-- BEGIN TEXT EXTRACT --
The important issue is flexibility. Albania is leaning on hydro. France has nuclear. Spain has built a large renewable base. Countries with fewer options are more exposed when gas prices jump.

Businesses face the same problem on a smaller scale.

A warehouse, depot, construction site or service fleet cannot control global fuel markets. It can control how much energy planning happens at the site level. That means better fueling schedules, backup power, batteries, charging infrastructure and systems that reduce downtime when prices move or supply gets tight.

The energy market is rewarding resilience now in a very practical way: the places with more local generation and more flexibility are getting hit less when imported fuel becomes expensive.

Fleet operators still need fuel today. Many are also planning for chargers, storage and local power systems tomorrow. The messy part is managing both at once. A company cannot stop running diesel vehicles while it waits for the grid to catch up. It also cannot ignore charging and power demand if its sites are adding EVs, equipment and digital infrastructure. NextNRG in that middle layer.
-- END TEXT EXTRACT --
PROBLEMS AND TASKS>
- 1) Put this sentence from the energy flexibility text into Spanish: "Businesses face the same problem on a smaller scale."
- 2) Write out everything from "The important issue" down to "supply gets tight." in the energy flexibility text, substituting "oil" for "gas".
Rely on the text by itself and nothing else.
-- BEGIN DATA EXTRACT --
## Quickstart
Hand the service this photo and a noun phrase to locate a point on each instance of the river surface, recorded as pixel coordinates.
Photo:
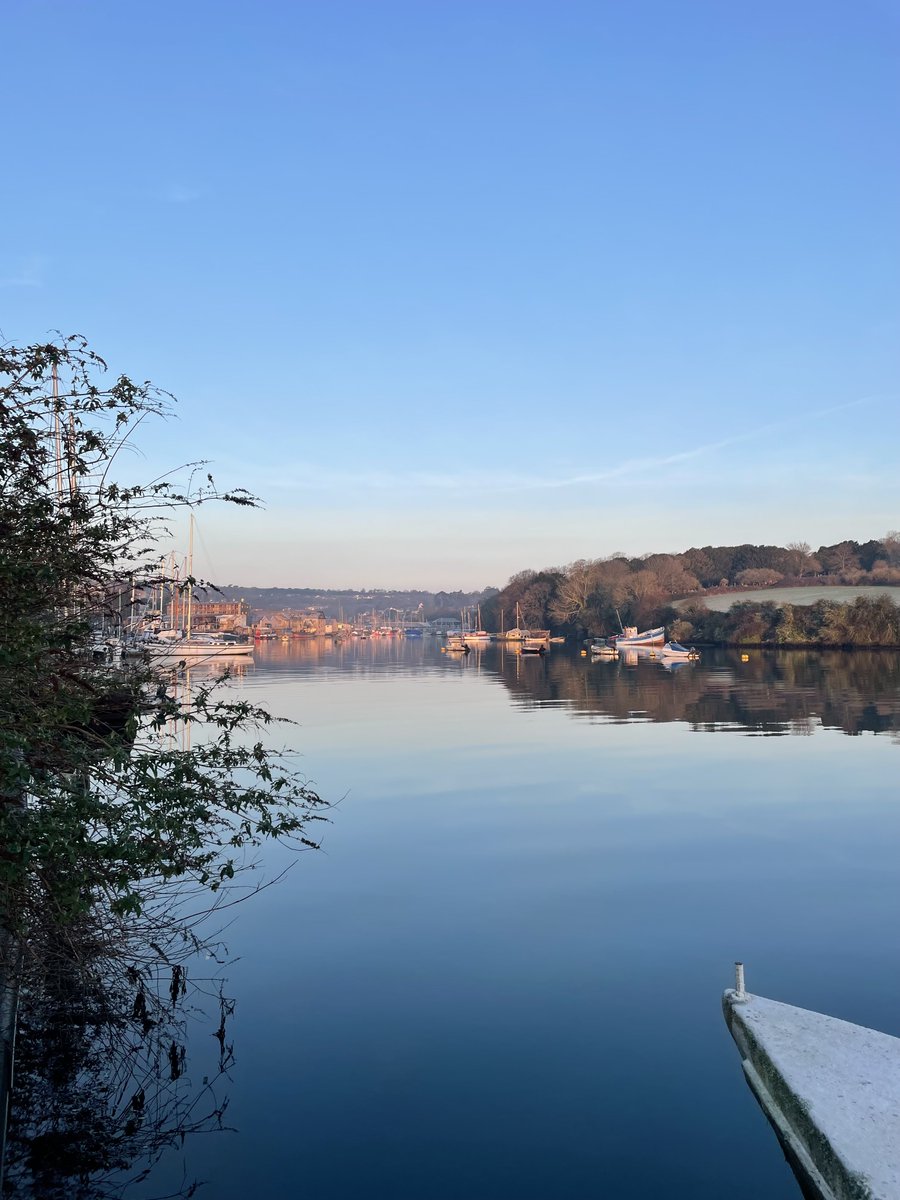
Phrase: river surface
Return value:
(501, 977)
-- END DATA EXTRACT --
RESULTS OF THE EXERCISE>
- 1) Las empresas enfrentan el mismo problema a menor escala.

- 2)
The important issue is flexibility. Albania is leaning on hydro. France has nuclear. Spain has built a large renewable base. Countries with fewer options are more exposed when oil prices jump.

Businesses face the same problem on a smaller scale.

A warehouse, depot, construction site or service fleet cannot control global fuel markets. It can control how much energy planning happens at the site level. That means better fueling schedules, backup power, batteries, charging infrastructure and systems that reduce downtime when prices move or supply gets tight.